● Texte fourni:
■ ■ ■ ■ ■

Les moufettes occupent généralement des terriers abandonnés par des marmottes, des renards ou d'autres mammifères de leur taille ou plus gros et creusent rarement leur propre terrier. Elles utilisent également des souches, des tas de pierres ou des monceaux de détritus; elles pourront même élire domicile sous une maison, sous une véranda ou dans une cave. Cette dernière habitude est particulièrement courante dans les régions agricoles. Les moufettes qui gîtent sous un bâtiment ne doivent jamais être abattues à cet endroit. Elles doivent être piégées à l'extérieur. Ne cherchez jamais à les abattre sous un bâtiment. Pour se débarrasser des individus indésirables ou nuisibles sans leur faire de mal, on peut utiliser des pièges humanitaires du type " boîte ou cage piège ". Ces pièges permettent de manier aisément l'animal et de le transporter à un endroit où l'on pourra le relâcher. Une fois que la moufette est capturée, on peut envelopper le piège de plusieurs sacs de toile pour transporter l'animal et le libérer à quelques kilomètres de distance. Pour savoir comment obtenir ces pièges, on peut communiquer avec la Société protectrice des animaux.

Lorsque la moufette creuse elle-même son terrier, il est généralement rudimentaire, mais lorsqu'elle hérite de celui d'un autre animal, il peut être très perfectionné. Il peut y avoir de une à cinq ouvertures bien dissimulées qui conduisent à tout un système de tunnels et de chambres. L'une de celles-ci, garnie de feuilles, sert de nid. Les feuilles peuvent également être utilisées pour obturer les ouvertures du terrier par temps froid. Pour rassembler ces feuilles, la bête les place sous son corps et les tient entre ses pattes, se traînant jusqu'à son terrier.

La moufette peut quitter son terrier en quête de nourriture à n'importe quelle heure de la journée, mais elle s'absente généralement la nuit, à partir de la fin de l'après-midi. Elle s'approvisionne dans un rayon d'environ 800 m, et peut s'aventurer jusqu'à 2 km en une nuit. Les mâles sont encore plus actifs durant le rut; ils peuvent alors parcourir 8 km en une seule nuit.

■ ■ ■ ■ ■

● Données fournies:
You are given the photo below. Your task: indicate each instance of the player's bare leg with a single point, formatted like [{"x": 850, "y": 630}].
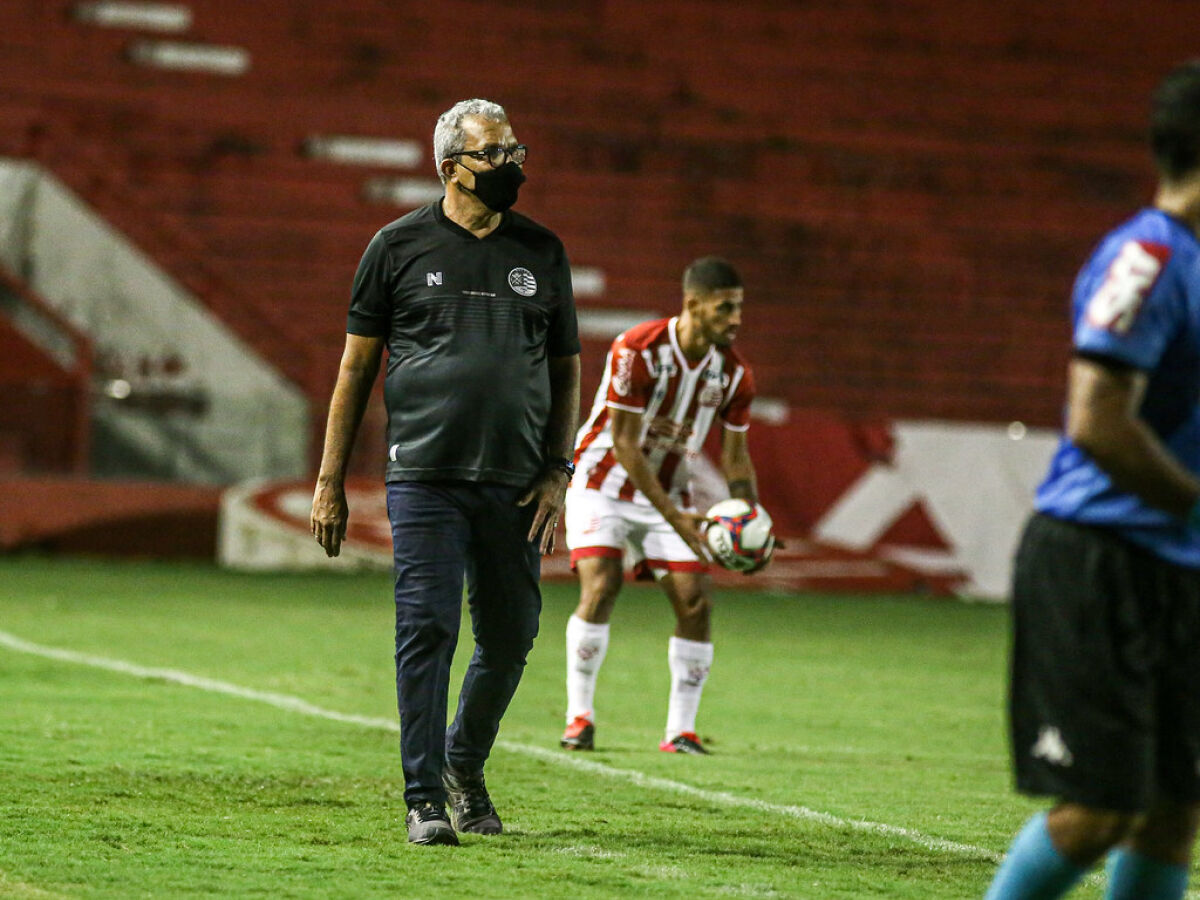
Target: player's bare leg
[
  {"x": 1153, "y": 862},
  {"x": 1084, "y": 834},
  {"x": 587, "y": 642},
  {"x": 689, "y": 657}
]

■ ■ ■ ■ ■

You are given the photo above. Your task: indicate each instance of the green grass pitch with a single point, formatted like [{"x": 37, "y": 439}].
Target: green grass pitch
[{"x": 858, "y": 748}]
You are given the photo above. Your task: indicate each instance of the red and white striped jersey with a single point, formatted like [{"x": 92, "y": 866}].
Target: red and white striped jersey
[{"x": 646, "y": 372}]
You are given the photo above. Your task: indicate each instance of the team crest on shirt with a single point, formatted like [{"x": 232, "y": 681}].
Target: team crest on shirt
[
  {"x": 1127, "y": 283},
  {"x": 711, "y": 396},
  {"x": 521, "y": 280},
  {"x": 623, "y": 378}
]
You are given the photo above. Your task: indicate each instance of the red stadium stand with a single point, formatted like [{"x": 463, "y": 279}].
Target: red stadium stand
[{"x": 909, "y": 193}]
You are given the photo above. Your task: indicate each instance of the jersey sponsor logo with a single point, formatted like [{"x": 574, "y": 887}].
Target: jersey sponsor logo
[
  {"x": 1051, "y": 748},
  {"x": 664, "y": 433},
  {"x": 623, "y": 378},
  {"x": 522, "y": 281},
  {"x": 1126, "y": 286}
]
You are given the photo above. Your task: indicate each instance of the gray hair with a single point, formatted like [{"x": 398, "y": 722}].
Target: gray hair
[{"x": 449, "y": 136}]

■ ■ ■ ■ ■

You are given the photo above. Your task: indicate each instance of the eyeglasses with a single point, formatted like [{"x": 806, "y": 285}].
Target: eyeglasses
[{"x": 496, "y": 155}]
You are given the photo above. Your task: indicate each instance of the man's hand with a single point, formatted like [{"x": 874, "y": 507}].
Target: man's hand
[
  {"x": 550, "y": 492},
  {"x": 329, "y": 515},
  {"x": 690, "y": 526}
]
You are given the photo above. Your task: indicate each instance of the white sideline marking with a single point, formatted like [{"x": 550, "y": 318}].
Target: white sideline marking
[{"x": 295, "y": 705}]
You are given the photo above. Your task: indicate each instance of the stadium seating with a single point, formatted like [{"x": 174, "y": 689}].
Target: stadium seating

■ ■ ■ ■ ■

● Consigne: Recopiez le texte sur la moufette de « La moufette peut » jusqu'à « une seule nuit. » inclus, en substituant « tombée du jour » à « fin de l'après-midi ».

● Réponse:
La moufette peut quitter son terrier en quête de nourriture à n'importe quelle heure de la journée, mais elle s'absente généralement la nuit, à partir de la tombée du jour. Elle s'approvisionne dans un rayon d'environ 800 m, et peut s'aventurer jusqu'à 2 km en une nuit. Les mâles sont encore plus actifs durant le rut; ils peuvent alors parcourir 8 km en une seule nuit.